*Required actions:*
1. In the logging configuration, what directory is set as the logdir for SSH server messages?
2. Summarize the logging configuration in two sentences.
3. Continue the logging configuration from where it stops.

*Quoted text:*
____

Everything important :

  facility = "*"

  minimum  = 6

  logdir   = "/var/log/everything"

Everything very important :

  facility = "*"

  minimum  = 1

  logdir   = "/var/log/critical"

Password failures :

  regex    = "(password|login|authentication)\s+(fail|invalid)"

  regex    = "(failed|invalid)\s+(password|login|authentication|user)"

  regex    = "ILLEGAL ROOT LOGIN"

  logdir   = "/var/log/pwdfail"

#  command  = "/usr/local/sbin/mail_pwd_failures.sh"  

Kernel messages :

  facility = "kern"

  logdir   = "/var/log/kernel"

  break    = 1

Crond :

  facility = "cron"

  logdir   = "/var/log/crond"

  break    = 1

FTP Server :

  facility = "ftp"

  logdir   = "/var/log/ftpd"

  break    = 1

News Server :

  facility = "news"

  logdir   = "/var/log/news"

  break    = 1

Dudes firewalled by IPTrap :

  program  = "iptrap"

  logdir   = "/var/log/iptrap"

  break    = 1

SSH Server :

  program  = "sshd"

  logdir   = "/var/log/sshd"

  break    = 1

Telnet :

  program  = "login"

  logdir   = "/var/log/telnet"

  break    = 1

Imap :

  program  = "/usr/sbin/imapd"

  logdir   = "/var/log/imap"

____

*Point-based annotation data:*
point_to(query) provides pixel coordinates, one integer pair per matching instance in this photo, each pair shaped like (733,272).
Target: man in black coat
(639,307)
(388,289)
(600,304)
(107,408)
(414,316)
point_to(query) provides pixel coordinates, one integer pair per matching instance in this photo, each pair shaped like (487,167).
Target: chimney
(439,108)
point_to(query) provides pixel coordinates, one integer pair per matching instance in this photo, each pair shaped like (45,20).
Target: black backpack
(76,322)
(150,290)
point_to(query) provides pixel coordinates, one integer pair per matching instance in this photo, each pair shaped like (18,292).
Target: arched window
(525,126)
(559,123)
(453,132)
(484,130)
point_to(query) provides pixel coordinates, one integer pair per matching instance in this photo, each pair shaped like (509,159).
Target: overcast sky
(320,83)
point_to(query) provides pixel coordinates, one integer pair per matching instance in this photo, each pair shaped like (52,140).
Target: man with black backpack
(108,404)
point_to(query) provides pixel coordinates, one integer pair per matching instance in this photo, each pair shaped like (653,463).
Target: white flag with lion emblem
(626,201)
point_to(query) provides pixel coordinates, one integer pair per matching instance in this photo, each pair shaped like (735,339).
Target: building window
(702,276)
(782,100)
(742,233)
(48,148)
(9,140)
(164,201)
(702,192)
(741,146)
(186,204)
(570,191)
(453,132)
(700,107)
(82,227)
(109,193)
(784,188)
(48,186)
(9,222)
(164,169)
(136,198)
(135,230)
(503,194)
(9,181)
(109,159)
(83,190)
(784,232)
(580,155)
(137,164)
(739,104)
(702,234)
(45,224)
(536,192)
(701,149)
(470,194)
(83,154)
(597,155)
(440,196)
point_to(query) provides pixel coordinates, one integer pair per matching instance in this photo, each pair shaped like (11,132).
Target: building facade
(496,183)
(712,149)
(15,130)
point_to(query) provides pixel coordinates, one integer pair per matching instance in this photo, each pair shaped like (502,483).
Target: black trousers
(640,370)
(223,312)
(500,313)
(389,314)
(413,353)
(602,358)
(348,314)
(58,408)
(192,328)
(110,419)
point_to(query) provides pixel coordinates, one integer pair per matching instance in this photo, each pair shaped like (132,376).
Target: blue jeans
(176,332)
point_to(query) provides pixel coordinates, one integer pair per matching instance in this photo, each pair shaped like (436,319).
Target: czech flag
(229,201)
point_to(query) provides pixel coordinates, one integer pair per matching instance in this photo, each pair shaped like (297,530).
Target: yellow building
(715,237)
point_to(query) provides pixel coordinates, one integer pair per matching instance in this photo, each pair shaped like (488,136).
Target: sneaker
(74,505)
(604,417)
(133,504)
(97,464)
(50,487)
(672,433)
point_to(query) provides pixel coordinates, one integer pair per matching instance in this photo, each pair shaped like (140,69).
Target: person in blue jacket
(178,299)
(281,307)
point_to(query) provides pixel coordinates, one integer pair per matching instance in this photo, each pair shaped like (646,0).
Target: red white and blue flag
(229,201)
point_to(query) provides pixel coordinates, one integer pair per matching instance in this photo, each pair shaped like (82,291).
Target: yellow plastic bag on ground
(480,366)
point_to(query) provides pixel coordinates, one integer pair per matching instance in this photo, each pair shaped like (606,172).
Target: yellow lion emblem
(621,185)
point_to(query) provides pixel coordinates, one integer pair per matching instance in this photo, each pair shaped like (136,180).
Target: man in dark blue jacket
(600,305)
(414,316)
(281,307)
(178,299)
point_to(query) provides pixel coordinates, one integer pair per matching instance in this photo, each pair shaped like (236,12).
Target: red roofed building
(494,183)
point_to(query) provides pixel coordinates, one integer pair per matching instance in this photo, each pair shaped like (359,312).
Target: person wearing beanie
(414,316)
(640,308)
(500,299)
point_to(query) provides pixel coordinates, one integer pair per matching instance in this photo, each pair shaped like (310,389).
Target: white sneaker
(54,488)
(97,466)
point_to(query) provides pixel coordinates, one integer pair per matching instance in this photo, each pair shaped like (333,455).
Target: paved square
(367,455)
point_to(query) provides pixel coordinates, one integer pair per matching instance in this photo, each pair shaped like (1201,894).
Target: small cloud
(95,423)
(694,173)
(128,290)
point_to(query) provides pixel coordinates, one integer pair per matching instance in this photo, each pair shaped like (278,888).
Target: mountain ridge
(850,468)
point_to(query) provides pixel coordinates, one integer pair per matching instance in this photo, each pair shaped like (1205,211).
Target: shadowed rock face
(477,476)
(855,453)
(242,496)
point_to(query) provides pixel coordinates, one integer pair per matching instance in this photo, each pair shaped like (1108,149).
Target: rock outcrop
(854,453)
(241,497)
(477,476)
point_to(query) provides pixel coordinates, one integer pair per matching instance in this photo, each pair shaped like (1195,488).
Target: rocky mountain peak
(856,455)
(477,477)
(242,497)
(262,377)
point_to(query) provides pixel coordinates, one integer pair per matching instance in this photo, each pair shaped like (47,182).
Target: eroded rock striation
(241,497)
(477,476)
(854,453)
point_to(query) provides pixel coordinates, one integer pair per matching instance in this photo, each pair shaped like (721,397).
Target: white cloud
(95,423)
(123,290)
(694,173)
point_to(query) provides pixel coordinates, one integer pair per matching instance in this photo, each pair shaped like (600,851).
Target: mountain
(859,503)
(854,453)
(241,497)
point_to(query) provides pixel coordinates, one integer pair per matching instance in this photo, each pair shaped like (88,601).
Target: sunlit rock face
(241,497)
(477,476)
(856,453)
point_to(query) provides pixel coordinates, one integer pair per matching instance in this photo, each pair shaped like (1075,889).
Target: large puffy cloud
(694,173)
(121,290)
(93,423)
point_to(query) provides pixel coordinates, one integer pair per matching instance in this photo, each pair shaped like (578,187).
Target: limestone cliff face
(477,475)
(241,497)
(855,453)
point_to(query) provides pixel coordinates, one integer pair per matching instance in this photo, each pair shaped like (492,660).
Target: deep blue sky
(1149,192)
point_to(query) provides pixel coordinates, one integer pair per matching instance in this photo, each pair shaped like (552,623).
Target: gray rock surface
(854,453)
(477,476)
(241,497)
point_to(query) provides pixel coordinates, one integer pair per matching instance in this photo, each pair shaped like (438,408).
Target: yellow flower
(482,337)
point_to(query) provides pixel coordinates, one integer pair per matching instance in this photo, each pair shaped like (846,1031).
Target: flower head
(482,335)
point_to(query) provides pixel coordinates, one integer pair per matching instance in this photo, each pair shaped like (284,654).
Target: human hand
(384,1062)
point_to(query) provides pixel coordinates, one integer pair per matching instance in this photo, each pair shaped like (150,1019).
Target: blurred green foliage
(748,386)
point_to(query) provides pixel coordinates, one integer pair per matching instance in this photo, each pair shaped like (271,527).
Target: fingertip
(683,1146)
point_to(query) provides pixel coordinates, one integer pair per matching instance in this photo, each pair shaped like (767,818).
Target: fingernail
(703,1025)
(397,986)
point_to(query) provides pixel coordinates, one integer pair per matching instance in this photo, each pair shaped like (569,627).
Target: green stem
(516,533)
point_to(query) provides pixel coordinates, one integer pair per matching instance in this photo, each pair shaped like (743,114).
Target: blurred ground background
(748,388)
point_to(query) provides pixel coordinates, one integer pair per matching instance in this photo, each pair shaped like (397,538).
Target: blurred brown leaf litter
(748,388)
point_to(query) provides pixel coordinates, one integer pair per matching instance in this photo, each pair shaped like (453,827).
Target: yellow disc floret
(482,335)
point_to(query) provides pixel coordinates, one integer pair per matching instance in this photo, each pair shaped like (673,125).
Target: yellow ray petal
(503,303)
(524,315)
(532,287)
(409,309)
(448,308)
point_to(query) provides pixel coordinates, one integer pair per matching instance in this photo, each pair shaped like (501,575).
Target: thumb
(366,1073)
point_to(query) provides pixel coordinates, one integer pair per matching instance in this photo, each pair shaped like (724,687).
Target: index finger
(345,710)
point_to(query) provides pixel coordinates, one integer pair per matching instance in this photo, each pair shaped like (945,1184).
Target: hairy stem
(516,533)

____

*Responses to the tasks:*
1. /var/log/sshd

2. The logging configuration defines named sections that each match messages by facility, program, or regex and set a logdir for them. Two catch-all sections send everything with minimum 6 to /var/log/everything and minimum 1 to /var/log/critical, a password failures section matches login-failure patterns into /var/log/pwdfail, and service sections such as kernel, cron, FTP, news, IPTrap, SSH, and Telnet each get their own directory with break set to 1.

3.
  break    = 1

POP Toaster :

  program  = "/usr/sbin/ipop3d"

  logdir   = "/var/log/pop"

  break    = 1

#Add authenticated IP addresses for SMTP relaying :

#  program  = "/usr/sbin/ipop3d"

#  regex    = "Login.+nmsgs="

#  command  = "/usr/local/sbin/add_pop_address.sh"

#  break    = 1

Mail :

  facility = "mail"

  neg_regex= "starting daemon"

  logdir   = "/var/log/mail"

  break    = 1

Exim :

  program_regex = "^exim"

  logdir   = "/var/log/exim"

  break    = 1

Ppp :

  program_regex = "^ppp"

  logdir   = "/var/log/ppp"

  break    = 1

Postgresql :

  program_regex = "^postmaster"

  program_regex = "^postgres"

  logdir   = "/var/log/postgres"

  break    = 1

Apache :

  program_regex = "^httpd"

  logdir   = "/var/log/http"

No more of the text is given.